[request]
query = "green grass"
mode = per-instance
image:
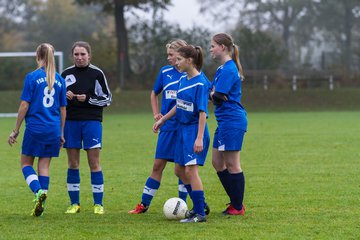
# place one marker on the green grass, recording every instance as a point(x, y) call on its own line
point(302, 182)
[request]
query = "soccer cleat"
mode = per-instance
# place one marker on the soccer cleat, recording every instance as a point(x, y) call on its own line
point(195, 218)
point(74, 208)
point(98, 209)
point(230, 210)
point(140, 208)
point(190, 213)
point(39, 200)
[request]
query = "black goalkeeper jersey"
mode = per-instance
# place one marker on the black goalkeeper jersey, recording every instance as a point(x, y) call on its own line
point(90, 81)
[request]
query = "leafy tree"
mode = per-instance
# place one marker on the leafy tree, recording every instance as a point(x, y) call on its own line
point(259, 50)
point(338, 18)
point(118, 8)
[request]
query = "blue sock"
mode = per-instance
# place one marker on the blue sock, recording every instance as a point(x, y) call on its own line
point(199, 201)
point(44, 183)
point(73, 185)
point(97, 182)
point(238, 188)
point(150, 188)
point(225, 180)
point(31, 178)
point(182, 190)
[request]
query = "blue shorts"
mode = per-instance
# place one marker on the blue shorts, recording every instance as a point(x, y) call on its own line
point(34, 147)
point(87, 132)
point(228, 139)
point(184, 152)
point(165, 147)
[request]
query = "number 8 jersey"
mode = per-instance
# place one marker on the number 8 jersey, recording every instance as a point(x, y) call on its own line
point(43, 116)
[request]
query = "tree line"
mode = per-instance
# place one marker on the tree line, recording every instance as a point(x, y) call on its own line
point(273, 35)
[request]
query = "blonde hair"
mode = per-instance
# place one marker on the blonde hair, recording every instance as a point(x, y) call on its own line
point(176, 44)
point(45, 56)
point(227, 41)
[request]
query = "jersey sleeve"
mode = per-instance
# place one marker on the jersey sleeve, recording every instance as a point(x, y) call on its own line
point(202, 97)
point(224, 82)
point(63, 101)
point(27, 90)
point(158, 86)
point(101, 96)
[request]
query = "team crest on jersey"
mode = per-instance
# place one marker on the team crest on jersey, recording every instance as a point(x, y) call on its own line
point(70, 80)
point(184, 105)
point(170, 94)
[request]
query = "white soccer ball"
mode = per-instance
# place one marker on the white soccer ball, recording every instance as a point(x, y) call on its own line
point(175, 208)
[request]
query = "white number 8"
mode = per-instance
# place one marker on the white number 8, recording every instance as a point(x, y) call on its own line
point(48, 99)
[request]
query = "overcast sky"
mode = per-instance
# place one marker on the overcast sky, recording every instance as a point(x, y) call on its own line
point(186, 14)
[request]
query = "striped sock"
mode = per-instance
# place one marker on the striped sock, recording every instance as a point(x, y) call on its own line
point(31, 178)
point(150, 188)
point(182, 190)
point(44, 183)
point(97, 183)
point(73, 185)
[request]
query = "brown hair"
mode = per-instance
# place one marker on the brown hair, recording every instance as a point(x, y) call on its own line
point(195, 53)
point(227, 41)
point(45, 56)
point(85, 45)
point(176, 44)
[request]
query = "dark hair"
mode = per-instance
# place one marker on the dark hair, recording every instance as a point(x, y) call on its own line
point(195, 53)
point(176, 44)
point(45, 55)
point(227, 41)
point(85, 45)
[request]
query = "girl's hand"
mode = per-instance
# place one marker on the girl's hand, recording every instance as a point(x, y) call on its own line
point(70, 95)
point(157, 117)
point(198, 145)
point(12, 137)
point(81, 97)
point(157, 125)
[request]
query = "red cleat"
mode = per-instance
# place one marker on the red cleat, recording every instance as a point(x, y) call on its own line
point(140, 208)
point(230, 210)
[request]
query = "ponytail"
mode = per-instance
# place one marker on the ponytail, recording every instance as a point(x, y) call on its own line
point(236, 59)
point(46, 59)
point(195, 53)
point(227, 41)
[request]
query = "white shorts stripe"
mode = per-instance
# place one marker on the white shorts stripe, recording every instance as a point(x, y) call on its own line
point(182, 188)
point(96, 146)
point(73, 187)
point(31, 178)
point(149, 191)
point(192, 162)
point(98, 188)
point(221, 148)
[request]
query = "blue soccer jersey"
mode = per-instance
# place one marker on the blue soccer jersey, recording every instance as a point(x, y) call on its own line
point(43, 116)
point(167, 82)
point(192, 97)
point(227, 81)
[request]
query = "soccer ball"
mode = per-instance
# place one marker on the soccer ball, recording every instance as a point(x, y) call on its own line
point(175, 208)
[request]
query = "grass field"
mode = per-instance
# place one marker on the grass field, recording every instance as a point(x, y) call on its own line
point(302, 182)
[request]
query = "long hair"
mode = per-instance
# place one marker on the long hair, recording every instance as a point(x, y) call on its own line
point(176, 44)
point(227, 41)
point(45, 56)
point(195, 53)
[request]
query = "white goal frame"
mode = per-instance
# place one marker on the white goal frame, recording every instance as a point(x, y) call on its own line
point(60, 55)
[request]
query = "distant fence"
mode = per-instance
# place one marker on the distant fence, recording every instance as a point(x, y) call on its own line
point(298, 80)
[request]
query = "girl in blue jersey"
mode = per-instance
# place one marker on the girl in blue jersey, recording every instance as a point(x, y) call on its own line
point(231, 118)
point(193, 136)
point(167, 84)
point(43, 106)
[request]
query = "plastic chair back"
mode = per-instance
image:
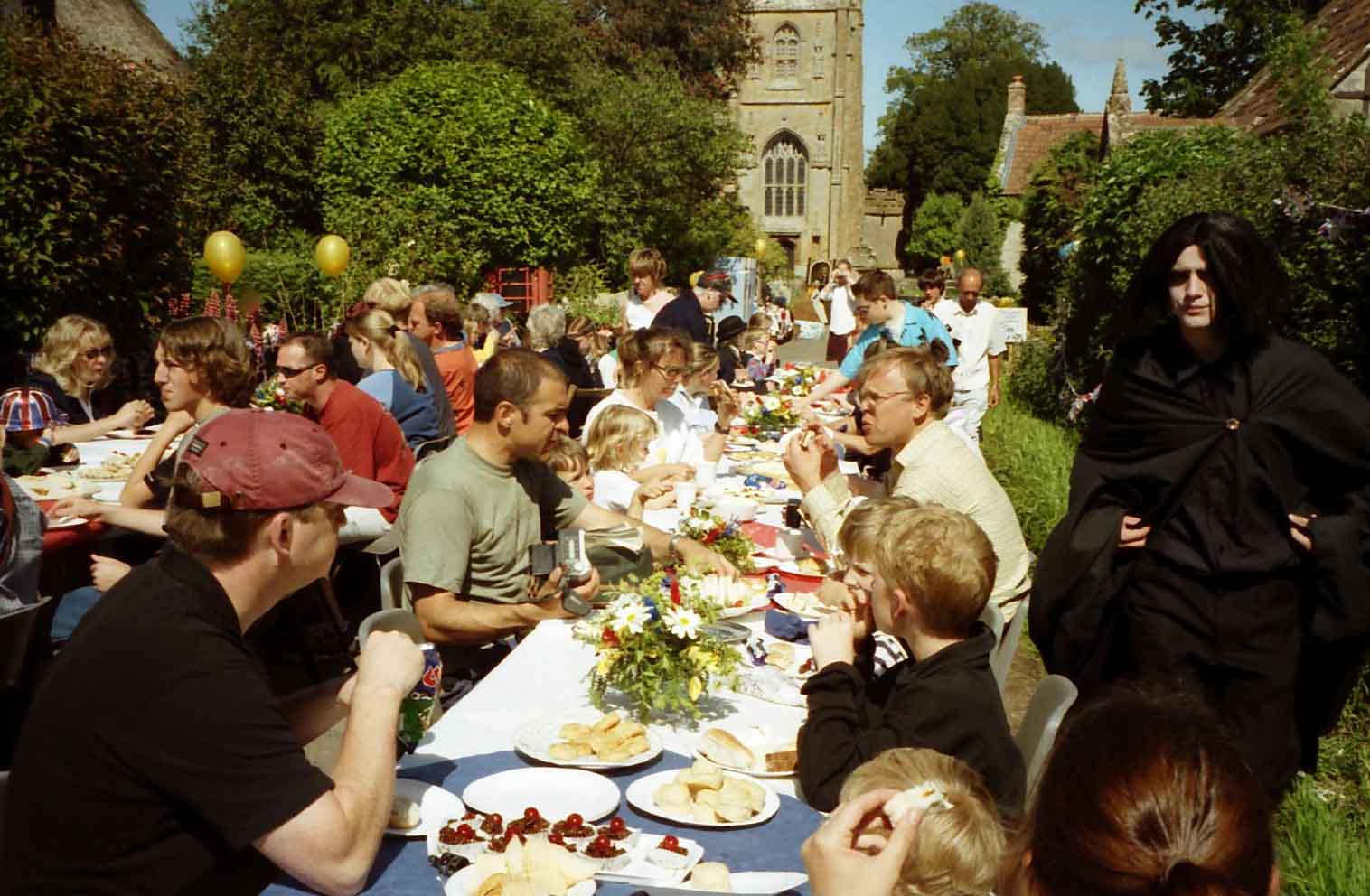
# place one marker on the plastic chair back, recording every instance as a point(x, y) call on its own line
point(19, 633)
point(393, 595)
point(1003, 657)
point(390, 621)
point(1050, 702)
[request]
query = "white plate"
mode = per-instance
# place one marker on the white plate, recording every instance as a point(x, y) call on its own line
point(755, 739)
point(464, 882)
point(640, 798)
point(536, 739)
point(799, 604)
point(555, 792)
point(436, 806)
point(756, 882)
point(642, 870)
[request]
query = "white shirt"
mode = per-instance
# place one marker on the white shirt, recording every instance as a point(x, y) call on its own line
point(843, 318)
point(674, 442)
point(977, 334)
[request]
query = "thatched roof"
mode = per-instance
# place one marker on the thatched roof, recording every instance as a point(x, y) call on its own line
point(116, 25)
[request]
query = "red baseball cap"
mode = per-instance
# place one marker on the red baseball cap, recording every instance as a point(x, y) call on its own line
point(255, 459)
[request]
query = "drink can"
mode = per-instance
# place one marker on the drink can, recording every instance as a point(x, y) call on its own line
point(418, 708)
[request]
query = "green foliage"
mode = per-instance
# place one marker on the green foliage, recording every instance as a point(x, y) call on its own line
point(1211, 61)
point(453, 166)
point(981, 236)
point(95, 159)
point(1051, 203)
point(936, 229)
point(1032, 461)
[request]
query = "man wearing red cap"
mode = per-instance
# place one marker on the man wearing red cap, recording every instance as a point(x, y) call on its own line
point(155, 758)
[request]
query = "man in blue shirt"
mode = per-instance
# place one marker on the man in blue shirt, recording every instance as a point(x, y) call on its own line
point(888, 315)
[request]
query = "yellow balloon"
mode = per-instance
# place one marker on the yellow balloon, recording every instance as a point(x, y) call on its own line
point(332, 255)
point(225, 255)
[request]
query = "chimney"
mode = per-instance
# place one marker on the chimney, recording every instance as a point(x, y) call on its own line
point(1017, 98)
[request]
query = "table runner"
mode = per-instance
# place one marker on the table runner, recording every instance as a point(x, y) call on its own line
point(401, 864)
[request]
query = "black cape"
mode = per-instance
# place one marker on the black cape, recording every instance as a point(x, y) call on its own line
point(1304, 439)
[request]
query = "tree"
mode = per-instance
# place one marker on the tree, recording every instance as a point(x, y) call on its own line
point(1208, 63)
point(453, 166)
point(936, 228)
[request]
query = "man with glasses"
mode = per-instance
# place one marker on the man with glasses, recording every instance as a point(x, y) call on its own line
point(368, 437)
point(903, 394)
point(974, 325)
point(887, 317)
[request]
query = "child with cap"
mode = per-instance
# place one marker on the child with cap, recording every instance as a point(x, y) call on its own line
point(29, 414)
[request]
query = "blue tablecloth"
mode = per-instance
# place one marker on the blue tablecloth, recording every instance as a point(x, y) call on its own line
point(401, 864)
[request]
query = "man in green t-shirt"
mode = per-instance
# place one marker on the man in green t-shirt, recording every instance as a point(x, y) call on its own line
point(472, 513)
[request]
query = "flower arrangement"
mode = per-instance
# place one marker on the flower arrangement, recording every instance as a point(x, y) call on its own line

▶ _Problem to solve_
Every line of the entries above that includes "flower" should be copied.

▶ _Solution for this task_
query = "flower arrangement"
# place one marker on the flower arrangement, recording every instance as a point(x, y) call on its own line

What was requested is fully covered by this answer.